# Test drove the New Acura TL & also the BMW X3



## AF (Dec 21, 2001)

First the *Acura TL* ... I test drove it twice, one dealer was with the salesman and today was another dealer and I drove by myself. Of course taking a car out by yourself is much better, I'd say I was out for about 20 minutes ... Maybe I am spoiled but I was not loving it. I usually am a huge Acura fan but the interior was kind of gloomy. The display's for the radio and climate control are not really too great looking, the use of blackish/greyish interior pieces added to the gloom and the overall layout while it would be great for a Honda Accord just wasn't luxurious enough for an Acura ... Also I felt the seats were actually a little tight fitting (which I've noticed in a lot of acura's), for some reason they want the side boolsters to hug around the upper body and I think they are trying to hard to achieve this. In my RX8 it's one thing but in a sporty luxury sedan it's just not comfy.

The engine was very good just like I expected, the car feels pretty fast. Torque steer was there but not nearly as bad as I was expecting fom all the write-ups. The suspension is very tight and the body roll is certainly at a minimal which was a pleasant surprise. Though over bumps the car doesn't thump the way it should, it felt like the ride was too hard and didn't absord the bumps well.

I wasn't too crazy about this car being an Acura, if it was a Honda Accord I would probably be jumping up and down because maybe my expectations would not be as high.

This will not be a car I will purchase ...

*The X3* ... My sister had her 330Ci in for service and they gave her a brand new X3 for a loaner ... All I can say is WOW !!! what a surprise, is this a sports sedan or what, it was the 2.5 liter and it felt pretty quick. The ride is definitely a little too hard and should be softened but otherwise this car felt exactly like a 325i. This little truck isn't too little on the inside either, in fact it was actually pretty big and it handled amazingly. This thing begs you to drive it and I definitely did !!! I was VERY impressed and considering I was taking it out and expecting to be disappointed I definitely wasn't ... this one I recommend !!!!


----------



## SARAFIL (Feb 19, 2003)

AF-RX8 said:


> this one I recommend !!!!


I do too!


----------



## brkf (May 26, 2003)

+ + + + +

_GIVEN EXERCISE A_: Transcribe everything in the Acura TL and BMW X3 test-drive thread from "I wasn't too" down to "wasn't ... this one I recommend !!!!".
_GIVEN EXERCISE B_: Continue the Acura TL and BMW X3 test-drive thread from the point where it stops.

_DATASET EXTRACT_:
+ + + + +

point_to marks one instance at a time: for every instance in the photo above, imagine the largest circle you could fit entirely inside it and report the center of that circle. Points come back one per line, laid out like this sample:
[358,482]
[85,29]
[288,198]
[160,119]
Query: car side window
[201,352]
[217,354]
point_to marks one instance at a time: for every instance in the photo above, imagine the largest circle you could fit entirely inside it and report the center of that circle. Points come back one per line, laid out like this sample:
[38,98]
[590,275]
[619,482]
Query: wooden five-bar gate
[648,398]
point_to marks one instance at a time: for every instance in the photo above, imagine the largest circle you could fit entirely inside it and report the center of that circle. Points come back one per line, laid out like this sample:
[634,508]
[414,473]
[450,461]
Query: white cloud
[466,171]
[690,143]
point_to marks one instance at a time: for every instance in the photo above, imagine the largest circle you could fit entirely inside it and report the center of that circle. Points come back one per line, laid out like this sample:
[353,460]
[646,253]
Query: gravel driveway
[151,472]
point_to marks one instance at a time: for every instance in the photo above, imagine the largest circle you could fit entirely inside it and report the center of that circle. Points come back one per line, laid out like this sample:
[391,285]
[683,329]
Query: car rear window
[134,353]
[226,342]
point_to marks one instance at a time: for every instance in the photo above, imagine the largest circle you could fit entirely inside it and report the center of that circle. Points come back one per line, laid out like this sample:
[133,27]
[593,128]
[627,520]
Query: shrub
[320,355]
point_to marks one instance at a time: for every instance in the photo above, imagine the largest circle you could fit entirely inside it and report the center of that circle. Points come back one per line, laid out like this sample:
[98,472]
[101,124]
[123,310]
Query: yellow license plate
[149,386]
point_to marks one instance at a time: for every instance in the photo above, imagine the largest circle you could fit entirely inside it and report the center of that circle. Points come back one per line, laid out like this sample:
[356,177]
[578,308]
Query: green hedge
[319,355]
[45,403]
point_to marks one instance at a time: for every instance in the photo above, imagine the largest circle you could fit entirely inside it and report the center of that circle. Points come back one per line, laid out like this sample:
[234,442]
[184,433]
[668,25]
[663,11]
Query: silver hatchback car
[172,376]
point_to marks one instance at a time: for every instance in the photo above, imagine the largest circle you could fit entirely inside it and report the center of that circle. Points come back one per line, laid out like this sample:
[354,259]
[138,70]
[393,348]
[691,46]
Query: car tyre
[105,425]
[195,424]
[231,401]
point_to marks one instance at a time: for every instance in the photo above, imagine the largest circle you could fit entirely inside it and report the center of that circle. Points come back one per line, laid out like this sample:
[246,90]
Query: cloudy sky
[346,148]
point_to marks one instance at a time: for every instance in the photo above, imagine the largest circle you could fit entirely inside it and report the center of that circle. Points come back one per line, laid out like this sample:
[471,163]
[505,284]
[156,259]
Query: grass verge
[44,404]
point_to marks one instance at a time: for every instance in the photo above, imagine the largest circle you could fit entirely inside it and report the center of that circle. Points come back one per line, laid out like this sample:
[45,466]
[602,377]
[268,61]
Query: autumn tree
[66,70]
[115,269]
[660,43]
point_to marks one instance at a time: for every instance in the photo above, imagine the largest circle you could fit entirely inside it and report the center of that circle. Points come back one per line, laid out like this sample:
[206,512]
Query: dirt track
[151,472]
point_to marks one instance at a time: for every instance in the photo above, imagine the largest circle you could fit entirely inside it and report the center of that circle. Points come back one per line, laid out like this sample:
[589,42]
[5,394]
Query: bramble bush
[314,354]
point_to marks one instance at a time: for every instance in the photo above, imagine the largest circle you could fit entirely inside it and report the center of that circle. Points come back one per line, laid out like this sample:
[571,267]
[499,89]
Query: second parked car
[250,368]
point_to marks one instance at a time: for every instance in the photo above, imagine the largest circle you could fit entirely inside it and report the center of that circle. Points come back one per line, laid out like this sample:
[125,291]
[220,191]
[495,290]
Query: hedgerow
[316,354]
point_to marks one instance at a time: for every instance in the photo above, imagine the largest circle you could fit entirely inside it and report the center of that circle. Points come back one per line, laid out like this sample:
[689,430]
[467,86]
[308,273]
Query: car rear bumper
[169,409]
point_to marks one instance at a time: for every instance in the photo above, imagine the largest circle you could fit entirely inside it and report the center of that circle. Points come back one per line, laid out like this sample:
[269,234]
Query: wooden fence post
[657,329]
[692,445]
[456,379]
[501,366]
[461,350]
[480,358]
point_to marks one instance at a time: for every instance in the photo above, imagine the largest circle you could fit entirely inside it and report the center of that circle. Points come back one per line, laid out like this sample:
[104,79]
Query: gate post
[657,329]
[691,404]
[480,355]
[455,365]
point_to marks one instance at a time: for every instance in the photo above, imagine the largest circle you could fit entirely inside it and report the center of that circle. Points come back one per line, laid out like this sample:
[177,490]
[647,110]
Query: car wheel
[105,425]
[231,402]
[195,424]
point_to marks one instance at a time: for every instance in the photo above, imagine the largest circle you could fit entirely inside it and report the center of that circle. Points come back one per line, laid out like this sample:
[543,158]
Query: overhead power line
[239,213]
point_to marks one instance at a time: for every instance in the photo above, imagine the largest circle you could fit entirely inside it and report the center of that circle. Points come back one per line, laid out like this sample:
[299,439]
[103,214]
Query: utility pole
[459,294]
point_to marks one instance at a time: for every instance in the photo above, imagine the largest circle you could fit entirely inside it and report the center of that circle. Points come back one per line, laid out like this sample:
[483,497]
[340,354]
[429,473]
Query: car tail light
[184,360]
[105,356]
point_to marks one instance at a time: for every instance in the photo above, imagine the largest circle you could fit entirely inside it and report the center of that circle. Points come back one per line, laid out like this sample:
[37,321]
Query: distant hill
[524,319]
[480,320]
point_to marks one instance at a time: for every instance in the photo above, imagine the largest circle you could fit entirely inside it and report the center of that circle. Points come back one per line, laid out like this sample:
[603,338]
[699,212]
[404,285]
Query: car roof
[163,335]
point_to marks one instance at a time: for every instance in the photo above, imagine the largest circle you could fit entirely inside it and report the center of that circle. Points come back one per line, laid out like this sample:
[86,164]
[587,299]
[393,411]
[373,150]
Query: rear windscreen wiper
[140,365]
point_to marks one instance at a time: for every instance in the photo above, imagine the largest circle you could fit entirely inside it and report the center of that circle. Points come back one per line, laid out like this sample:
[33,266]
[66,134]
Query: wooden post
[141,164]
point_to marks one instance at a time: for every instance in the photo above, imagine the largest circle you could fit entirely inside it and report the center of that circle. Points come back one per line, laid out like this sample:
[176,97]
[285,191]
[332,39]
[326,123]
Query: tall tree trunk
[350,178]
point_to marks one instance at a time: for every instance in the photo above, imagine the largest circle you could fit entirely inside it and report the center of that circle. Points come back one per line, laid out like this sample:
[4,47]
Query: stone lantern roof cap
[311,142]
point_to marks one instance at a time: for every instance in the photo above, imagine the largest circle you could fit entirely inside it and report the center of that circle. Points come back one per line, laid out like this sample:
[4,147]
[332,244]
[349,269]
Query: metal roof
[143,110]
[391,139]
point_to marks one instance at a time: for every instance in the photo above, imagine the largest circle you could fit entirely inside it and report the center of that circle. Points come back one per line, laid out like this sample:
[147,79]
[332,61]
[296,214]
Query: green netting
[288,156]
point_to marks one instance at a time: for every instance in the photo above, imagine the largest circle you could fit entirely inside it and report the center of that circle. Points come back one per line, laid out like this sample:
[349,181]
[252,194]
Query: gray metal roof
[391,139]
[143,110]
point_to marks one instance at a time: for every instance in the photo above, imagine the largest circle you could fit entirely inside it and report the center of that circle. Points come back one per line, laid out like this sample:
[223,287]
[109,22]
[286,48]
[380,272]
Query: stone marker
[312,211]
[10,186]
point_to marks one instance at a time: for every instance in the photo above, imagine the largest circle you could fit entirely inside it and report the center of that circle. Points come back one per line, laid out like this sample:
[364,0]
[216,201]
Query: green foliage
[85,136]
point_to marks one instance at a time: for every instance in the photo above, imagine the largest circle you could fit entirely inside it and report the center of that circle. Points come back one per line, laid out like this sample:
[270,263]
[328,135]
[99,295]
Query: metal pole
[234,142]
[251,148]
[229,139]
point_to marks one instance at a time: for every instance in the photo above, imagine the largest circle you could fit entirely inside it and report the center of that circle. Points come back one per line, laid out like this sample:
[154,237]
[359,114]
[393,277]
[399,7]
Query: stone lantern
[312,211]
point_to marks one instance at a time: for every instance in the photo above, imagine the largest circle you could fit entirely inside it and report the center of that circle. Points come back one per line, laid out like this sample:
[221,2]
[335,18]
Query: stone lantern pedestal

+ + + + +

_EXERCISE RESPONSE A_:
I wasn't too crazy about this car being an Acura, if it was a Honda Accord I would probably be jumping up and down because maybe my expectations would not be as high.

This will not be a car I will purchase ...

*The X3* ... My sister had her 330Ci in for service and they gave her a brand new X3 for a loaner ... All I can say is WOW !!! what a surprise, is this a sports sedan or what, it was the 2.5 liter and it felt pretty quick. The ride is definitely a little too hard and should be softened but otherwise this car felt exactly like a 325i. This little truck isn't too little on the inside either, in fact it was actually pretty big and it handled amazingly. This thing begs you to drive it and I definitely did !!! I was VERY impressed and considering I was taking it out and expecting to be disappointed I definitely wasn't ... this one I recommend !!!!

_EXERCISE RESPONSE B_:
AF-RX8 said:


> First the *Acura TL* ... I test drove it twice, one dealer was with the salesman and today was another dealer and I drove by myself. Of course taking a car out by yourself is much better, I'd say I was out for about 20 minutes ... Maybe I am spoiled but I was not loving it. I usually am a huge Acura fan but the interior was kind of gloomy. The display's for the radio and climate control are not really too great looking, the use of blackish/greyish interior pieces added to the gloom and the overall layout while it would be great for a Honda Accord just wasn't luxurious enough for an Acura ... Also I felt the seats were actually a little tight fitting (which I've noticed in a lot of acura's), for some reason they want the side boolsters to hug around the upper body and I think they are trying to hard to achieve this. In my RX8 it's one thing but in a sporty luxury sedan it's just not comfy.
> 
> The engine was very good just like I expected, the car feels pretty fast. Torque steer was there but not nearly as bad as I was expecting fom all the write-ups. The suspension is very tight and the body roll is certainly at a minimal which was a pleasant surprise. Though over bumps the car doesn't thump the way it should, it felt like the ride was too hard and didn't absord the bumps well.
> 
> ...


Shocked you liked the X3. I had an X3 6 spd for 3 days. I was so anxious to give that car back! I detested the xDrive system ... way too much fiddling with my power in corners. Also found the interior to be severely lacking. Those mesh things...yuck!


----------



## wheel-man (Sep 28, 2004)

AF-RX8 said:


> I was VERY impressed and considering I was taking it out and expecting to be disappointed I definitely wasn't ... this one I recommend !!!!


i had one as a loaner while waiting for my car to arrive, and i have to say, cheap interior bits aside, i was impressed. i would recommend it as well... let alone consider one as winter vehicle is i stayed in the midwest.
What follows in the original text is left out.